Dataset records on object locations:
########################################
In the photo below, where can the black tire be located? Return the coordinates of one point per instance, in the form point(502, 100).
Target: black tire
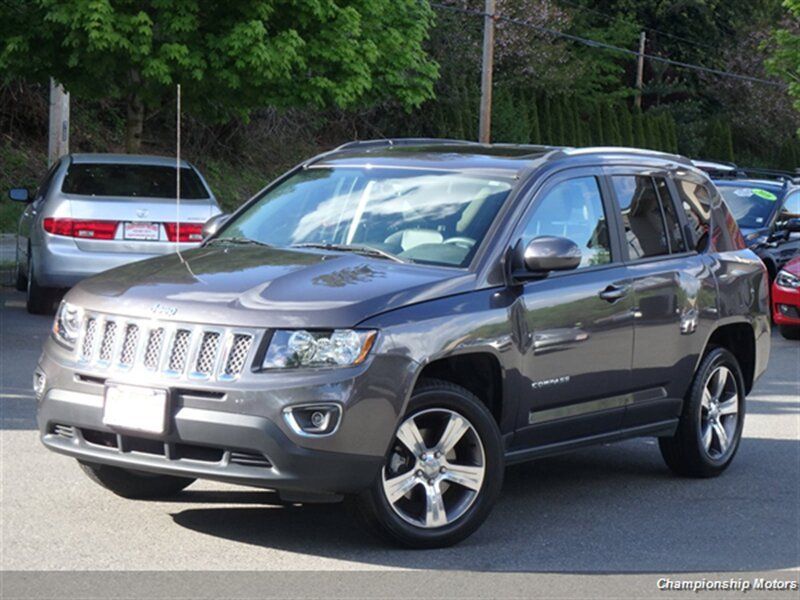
point(790, 332)
point(39, 300)
point(134, 484)
point(373, 509)
point(685, 453)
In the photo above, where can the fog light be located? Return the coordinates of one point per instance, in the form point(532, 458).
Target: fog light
point(313, 419)
point(39, 384)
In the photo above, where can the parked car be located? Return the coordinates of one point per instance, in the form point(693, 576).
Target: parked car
point(786, 300)
point(395, 321)
point(93, 212)
point(763, 208)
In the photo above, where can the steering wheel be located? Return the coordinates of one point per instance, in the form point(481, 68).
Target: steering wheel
point(462, 242)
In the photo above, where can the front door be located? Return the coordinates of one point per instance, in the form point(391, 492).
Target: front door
point(579, 325)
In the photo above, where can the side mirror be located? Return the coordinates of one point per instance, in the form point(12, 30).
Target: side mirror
point(544, 254)
point(792, 225)
point(214, 224)
point(19, 195)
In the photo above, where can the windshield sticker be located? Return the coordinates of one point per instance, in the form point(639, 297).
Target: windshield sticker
point(765, 194)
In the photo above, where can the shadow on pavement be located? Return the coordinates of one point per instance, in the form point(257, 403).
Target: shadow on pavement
point(611, 509)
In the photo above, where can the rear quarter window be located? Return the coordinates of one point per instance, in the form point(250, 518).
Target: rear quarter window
point(134, 181)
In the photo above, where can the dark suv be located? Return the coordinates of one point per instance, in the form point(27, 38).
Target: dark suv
point(396, 321)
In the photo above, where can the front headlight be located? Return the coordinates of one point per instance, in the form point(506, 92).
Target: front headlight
point(300, 348)
point(786, 279)
point(67, 325)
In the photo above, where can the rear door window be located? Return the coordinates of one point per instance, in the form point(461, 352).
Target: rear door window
point(642, 216)
point(134, 181)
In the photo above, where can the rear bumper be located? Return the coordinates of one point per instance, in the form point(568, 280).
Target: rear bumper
point(785, 305)
point(58, 262)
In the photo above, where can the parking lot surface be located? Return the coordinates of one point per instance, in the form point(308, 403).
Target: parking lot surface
point(610, 509)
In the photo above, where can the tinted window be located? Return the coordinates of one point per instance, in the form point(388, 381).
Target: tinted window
point(645, 234)
point(142, 181)
point(574, 209)
point(695, 200)
point(676, 243)
point(751, 206)
point(792, 206)
point(422, 216)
########################################
| What this task involves |
Print all of the records above verbatim, leaving out the pictures.

| The answer |
In the photo below, where can the black tire be located? Return the coordinates of one point per instance, in the form point(502, 100).
Target: black tire
point(790, 332)
point(39, 300)
point(134, 484)
point(373, 509)
point(685, 453)
In the photo above, where can the fog light be located? Return the coordinates of one point per instance, in the form point(532, 458).
Target: fog light
point(313, 419)
point(39, 384)
In the photo above, where can the parked car be located? Return the coordinates of one point per instance, in the form point(693, 576).
Target: parked car
point(786, 300)
point(395, 321)
point(93, 212)
point(763, 208)
In the photo above, where can the steering wheel be located? Return the coordinates of one point per instance, in the form point(481, 68).
Target: steering wheel
point(462, 242)
In the photo above, where can the front door be located? Return the coordinates of one point per instance, in the form point(391, 492).
Target: front door
point(579, 325)
In the photo above, where can the side mirror be located? Return the coordinates of one point per instance, in the form point(12, 30).
Target: side mirror
point(544, 254)
point(792, 225)
point(214, 224)
point(19, 195)
In the photo above, where can the windshield sticker be located? Return the coordinates of one point per instance, in the form point(639, 297).
Target: windshield sticker
point(765, 194)
In the photo above, where can the shadow on pavement be located? Return the coordinates of one point per instance, in the form point(257, 403).
Target: shadow on pavement
point(611, 509)
In the photo above, where can the rear quarter window be located? Return the coordinates of one point per instance, in the form point(250, 518).
Target: rear quarter window
point(134, 181)
In the photo above, where can the dark suv be located? Return the coordinates of one point per instance, in the form point(27, 38).
Target: dark suv
point(396, 321)
In the photo above, where can the front headlight be located? Return the coordinates of one point per instance, in the form point(506, 92).
Target: front headlight
point(300, 348)
point(786, 279)
point(67, 325)
In the photo above, where can the rear door window be located? Return the coordinates of one point per instance, in the form point(461, 352).
Target: rear door window
point(642, 216)
point(134, 181)
In the photo above, where can the rear bumper be located? Return the coordinates of one point per instance, in the form point(568, 280).
Target: rear bumper
point(785, 305)
point(58, 262)
In the photo above, where can the parking lot surface be located? Return the coordinates of one point per instance, in the form point(308, 403).
Target: parking lot surface
point(610, 509)
In the photo above, where can the tinted window be located? Return the coordinates of one point per instance, in the form point(388, 381).
Target: tinted window
point(645, 234)
point(142, 181)
point(574, 209)
point(695, 200)
point(676, 243)
point(751, 206)
point(792, 206)
point(422, 216)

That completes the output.